PROBLEM DESCRIPTION >>
Reproduce the records below in full, substituting "gray cloud" for each occurrence of "white cloud" and changing nothing else.

ENTRIES SUPPLIED >>
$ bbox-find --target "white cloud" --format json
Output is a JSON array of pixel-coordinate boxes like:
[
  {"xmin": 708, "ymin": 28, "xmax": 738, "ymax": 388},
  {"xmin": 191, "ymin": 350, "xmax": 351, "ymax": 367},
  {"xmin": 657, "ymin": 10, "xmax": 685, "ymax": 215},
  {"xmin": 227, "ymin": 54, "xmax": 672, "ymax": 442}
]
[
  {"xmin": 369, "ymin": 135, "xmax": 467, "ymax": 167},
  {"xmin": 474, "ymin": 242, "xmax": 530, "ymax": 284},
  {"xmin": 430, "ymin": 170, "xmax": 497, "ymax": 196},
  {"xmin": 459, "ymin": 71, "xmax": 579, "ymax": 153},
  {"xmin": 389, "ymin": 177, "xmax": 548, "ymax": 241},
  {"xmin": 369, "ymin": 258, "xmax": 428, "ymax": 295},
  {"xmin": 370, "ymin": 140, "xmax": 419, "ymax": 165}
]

WRITTEN ANSWER >>
$ bbox-find --target "gray cloud" --format json
Output is a JSON array of pixel-coordinate boxes like:
[
  {"xmin": 708, "ymin": 28, "xmax": 738, "ymax": 388},
  {"xmin": 191, "ymin": 350, "xmax": 351, "ymax": 367},
  {"xmin": 657, "ymin": 10, "xmax": 685, "ymax": 215},
  {"xmin": 227, "ymin": 54, "xmax": 672, "ymax": 442}
]
[
  {"xmin": 369, "ymin": 135, "xmax": 467, "ymax": 167},
  {"xmin": 474, "ymin": 242, "xmax": 530, "ymax": 284},
  {"xmin": 430, "ymin": 170, "xmax": 497, "ymax": 196},
  {"xmin": 459, "ymin": 71, "xmax": 579, "ymax": 153},
  {"xmin": 389, "ymin": 177, "xmax": 548, "ymax": 241},
  {"xmin": 369, "ymin": 258, "xmax": 428, "ymax": 295},
  {"xmin": 370, "ymin": 140, "xmax": 419, "ymax": 165}
]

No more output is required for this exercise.